WORK INSTRUCTION A
Copy the records word for word, from the start of the records up to and including the line containing "box: [824, 498, 1200, 650]".
────
Editor's Note: This local law stated that it would take effect 7-1-2007 and also provided that the Board of Trustees may increase the partial exemptions in the future by resolution.
Unless the title of the property shall have been vested in the owner or all of the owners of the property for at least 24 consecutive months prior to the date of making application for exemption; provided, however, that in the event of the death of either a husband or wife in whose name title of the property shall have been vested at the time of death and then the title becomes vested solely in the survivor by virtue of devise by or descent from the deceased husband or wife, the time of ownership of the property by the deceased husband or wife shall be deemed also a time of ownership by the survivor and such ownership shall be deemed continuous for the purposes of computing such period of 24 consecutive months, and provided further that where property of the owner or owners has been acquired to replace property formerly owned by such owner or owners and taken by eminent domain or other involuntary proceeding, except a tax sale, the period of ownership of the former property shall be combined with the period of ownership of the property for which application if made for exemption and such periods of ownership shall be deemed to be consecutive for purposes of this section.
Unless the property is used exclusively for residential purposes.
Unless the real property is the legal residence of and is occupied in whole or in part by the owner or by all of the owners of the property.
Application for such exemption must be made by the owner or all of the owners of the property, on forms prescribed by the State Board, to be furnished by the appropriate assessing authority, and shall furnish the information and be executed in the manner required or prescribed in such forms and shall be filed in such Assessor's office on or before the appropriate taxable status date.
At least 60 days prior to the appropriate taxable status date, the assessing authority shall mail to each person who was granted exemption pursuant to this article on the latest completed assessment roll an application form and a notice that such application must be filed on or before taxable status date and be approved in order for the exemption to be granted. Failure to mail any such application form and notice or the failure of such person to receive the same shall not prevent the levy, collection and enforcement of the payment of the taxes on property owned by such person.
Any conviction of having made any willfully false statement in the application for such exemption shall be punishable by a fine of not more than $100 and shall disqualify the applicant or applicants from further exemption for a period of five years.
────
WORK INSTRUCTION B
Say whether each statement below agrees with the excerpt on the property tax exemption. Answer yes or no, and quote the deciding words. (i) The owner must have held title for at least 24 consecutive months before applying. (ii) A conviction for a willfully false statement in the application can bring a fine of up to $500. (iii) The property must be used exclusively for residential purposes.
────
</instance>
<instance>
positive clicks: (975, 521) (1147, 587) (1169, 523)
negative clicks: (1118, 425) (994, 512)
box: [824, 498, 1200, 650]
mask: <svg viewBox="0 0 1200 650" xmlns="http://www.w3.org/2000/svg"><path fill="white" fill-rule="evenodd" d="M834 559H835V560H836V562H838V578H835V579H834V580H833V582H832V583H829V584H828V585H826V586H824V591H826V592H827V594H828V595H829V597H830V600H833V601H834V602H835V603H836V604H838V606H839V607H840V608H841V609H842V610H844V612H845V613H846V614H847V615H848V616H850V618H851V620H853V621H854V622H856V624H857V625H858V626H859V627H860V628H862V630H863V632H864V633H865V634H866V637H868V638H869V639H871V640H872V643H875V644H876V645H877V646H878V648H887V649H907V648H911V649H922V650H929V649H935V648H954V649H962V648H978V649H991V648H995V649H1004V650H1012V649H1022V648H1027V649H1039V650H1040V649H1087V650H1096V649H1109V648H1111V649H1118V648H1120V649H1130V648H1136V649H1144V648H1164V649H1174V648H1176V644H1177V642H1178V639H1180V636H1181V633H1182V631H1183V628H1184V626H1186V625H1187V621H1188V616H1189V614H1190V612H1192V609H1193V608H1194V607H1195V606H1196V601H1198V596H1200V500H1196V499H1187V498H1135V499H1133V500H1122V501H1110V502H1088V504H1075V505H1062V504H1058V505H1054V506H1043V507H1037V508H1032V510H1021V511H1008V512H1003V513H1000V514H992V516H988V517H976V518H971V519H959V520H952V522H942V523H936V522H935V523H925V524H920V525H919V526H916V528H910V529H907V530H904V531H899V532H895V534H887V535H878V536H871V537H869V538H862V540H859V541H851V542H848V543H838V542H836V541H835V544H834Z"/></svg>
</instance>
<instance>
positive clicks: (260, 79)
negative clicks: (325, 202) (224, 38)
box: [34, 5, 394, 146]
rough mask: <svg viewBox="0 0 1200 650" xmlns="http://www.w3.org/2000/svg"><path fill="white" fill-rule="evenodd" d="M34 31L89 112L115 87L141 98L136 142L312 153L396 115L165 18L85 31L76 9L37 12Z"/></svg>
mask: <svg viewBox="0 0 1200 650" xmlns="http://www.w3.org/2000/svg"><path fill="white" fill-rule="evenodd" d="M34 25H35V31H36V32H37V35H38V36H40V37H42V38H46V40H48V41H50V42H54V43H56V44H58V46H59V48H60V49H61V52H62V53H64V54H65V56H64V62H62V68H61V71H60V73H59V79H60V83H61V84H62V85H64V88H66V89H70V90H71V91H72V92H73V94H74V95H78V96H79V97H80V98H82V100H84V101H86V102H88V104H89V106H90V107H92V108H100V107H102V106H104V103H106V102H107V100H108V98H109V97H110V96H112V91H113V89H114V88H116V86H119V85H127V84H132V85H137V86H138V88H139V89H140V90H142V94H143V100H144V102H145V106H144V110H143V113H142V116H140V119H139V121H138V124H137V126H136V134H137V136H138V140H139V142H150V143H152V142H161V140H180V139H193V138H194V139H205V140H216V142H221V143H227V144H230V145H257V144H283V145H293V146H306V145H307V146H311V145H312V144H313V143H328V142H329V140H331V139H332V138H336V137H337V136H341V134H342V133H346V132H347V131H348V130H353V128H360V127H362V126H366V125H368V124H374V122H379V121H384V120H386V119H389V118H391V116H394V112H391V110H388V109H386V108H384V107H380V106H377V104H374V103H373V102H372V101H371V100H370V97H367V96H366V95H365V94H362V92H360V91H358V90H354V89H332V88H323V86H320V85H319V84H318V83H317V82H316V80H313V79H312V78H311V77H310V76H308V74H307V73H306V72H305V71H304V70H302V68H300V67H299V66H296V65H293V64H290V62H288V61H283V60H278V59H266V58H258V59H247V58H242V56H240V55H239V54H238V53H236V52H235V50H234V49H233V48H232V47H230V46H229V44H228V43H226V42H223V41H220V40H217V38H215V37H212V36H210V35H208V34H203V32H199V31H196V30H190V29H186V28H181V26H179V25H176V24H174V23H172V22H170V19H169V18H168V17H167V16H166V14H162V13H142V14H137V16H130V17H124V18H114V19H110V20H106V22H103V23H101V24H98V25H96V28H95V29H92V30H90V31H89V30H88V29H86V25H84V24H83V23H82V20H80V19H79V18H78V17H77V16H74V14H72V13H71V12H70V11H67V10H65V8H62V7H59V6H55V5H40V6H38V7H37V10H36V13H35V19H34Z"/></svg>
────
REPLY A
</instance>
<instance>
positive clicks: (975, 521) (1147, 587) (1169, 523)
negative clicks: (1118, 425) (994, 512)
box: [824, 498, 1200, 650]

REPLY B
(i) Yes: "for at least 24 consecutive months prior to the date of making application for exemption"
(ii) No: "a fine of not more than $100"
(iii) Yes: "Unless the property is used exclusively for residential purposes."